-- Start RECORDS --

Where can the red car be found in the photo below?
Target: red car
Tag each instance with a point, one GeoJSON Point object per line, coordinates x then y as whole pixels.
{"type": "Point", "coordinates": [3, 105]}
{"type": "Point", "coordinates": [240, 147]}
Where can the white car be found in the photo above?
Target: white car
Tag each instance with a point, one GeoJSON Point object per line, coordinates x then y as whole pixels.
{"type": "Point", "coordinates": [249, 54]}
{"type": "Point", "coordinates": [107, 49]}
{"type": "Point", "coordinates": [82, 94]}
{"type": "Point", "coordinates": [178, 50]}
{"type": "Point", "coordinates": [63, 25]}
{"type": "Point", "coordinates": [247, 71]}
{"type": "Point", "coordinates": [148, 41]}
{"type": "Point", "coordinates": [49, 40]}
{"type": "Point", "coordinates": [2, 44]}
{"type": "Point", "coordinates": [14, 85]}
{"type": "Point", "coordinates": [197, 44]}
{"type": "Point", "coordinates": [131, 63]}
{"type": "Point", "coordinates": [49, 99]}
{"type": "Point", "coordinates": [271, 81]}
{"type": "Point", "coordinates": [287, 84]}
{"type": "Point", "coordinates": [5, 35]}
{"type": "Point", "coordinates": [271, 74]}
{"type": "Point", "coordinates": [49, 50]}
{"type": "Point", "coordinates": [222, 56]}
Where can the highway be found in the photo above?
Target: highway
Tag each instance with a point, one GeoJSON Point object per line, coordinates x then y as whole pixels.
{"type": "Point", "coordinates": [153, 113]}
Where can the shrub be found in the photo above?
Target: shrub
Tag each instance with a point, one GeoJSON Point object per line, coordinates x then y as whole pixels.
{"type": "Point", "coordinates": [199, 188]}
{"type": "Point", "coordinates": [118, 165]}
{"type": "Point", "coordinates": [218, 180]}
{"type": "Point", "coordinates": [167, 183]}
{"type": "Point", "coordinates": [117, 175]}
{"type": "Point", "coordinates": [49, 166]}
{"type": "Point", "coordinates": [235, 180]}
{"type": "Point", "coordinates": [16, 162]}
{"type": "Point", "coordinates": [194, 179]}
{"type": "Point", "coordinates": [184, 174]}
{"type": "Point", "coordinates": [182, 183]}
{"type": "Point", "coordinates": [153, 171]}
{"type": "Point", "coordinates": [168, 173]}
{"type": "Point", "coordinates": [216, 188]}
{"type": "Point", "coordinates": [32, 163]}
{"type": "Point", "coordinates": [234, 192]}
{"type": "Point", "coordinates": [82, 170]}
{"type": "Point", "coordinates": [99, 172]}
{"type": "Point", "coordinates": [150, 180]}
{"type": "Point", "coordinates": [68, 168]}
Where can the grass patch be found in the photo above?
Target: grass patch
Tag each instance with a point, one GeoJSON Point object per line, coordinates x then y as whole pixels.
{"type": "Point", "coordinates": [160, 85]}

-- End RECORDS --

## WRITTEN REQUEST
Copy out the records again, switching every "Tag" to "Mark" and leaving everything else unchanged.

## RESPONSE BELOW
Where can the red car be found in the photo below?
Target: red car
Mark each instance with a point, one GeoJSON Point object per line, coordinates x then y as whole pixels.
{"type": "Point", "coordinates": [3, 105]}
{"type": "Point", "coordinates": [240, 147]}
Where can the white car be found in the photo above?
Target: white car
Mark each instance with a point, one GeoJSON Point object per line, coordinates x then y as whole pixels.
{"type": "Point", "coordinates": [249, 54]}
{"type": "Point", "coordinates": [107, 49]}
{"type": "Point", "coordinates": [82, 94]}
{"type": "Point", "coordinates": [178, 50]}
{"type": "Point", "coordinates": [63, 25]}
{"type": "Point", "coordinates": [247, 71]}
{"type": "Point", "coordinates": [148, 41]}
{"type": "Point", "coordinates": [49, 40]}
{"type": "Point", "coordinates": [2, 44]}
{"type": "Point", "coordinates": [14, 85]}
{"type": "Point", "coordinates": [197, 44]}
{"type": "Point", "coordinates": [131, 63]}
{"type": "Point", "coordinates": [49, 99]}
{"type": "Point", "coordinates": [271, 81]}
{"type": "Point", "coordinates": [287, 84]}
{"type": "Point", "coordinates": [5, 35]}
{"type": "Point", "coordinates": [271, 74]}
{"type": "Point", "coordinates": [49, 50]}
{"type": "Point", "coordinates": [222, 56]}
Where can the highway be found in the photo above?
Target: highway
Mark each instance with a point, one GeoJSON Point object per line, coordinates x then y as whole pixels.
{"type": "Point", "coordinates": [153, 113]}
Where can the shrub be found in the photo above?
Target: shrub
Mark each instance with a point, one GeoJSON Point object per line, coordinates x then y as whole pixels.
{"type": "Point", "coordinates": [199, 188]}
{"type": "Point", "coordinates": [118, 165]}
{"type": "Point", "coordinates": [218, 180]}
{"type": "Point", "coordinates": [167, 183]}
{"type": "Point", "coordinates": [117, 175]}
{"type": "Point", "coordinates": [49, 166]}
{"type": "Point", "coordinates": [235, 180]}
{"type": "Point", "coordinates": [16, 162]}
{"type": "Point", "coordinates": [194, 179]}
{"type": "Point", "coordinates": [184, 174]}
{"type": "Point", "coordinates": [182, 183]}
{"type": "Point", "coordinates": [153, 171]}
{"type": "Point", "coordinates": [168, 173]}
{"type": "Point", "coordinates": [216, 188]}
{"type": "Point", "coordinates": [32, 163]}
{"type": "Point", "coordinates": [234, 192]}
{"type": "Point", "coordinates": [82, 170]}
{"type": "Point", "coordinates": [99, 172]}
{"type": "Point", "coordinates": [150, 180]}
{"type": "Point", "coordinates": [68, 168]}
Where can the grass patch be found in the photo above?
Target: grass patch
Mark each instance with a point, one GeoJSON Point object per line, coordinates x then y as whole pixels.
{"type": "Point", "coordinates": [160, 85]}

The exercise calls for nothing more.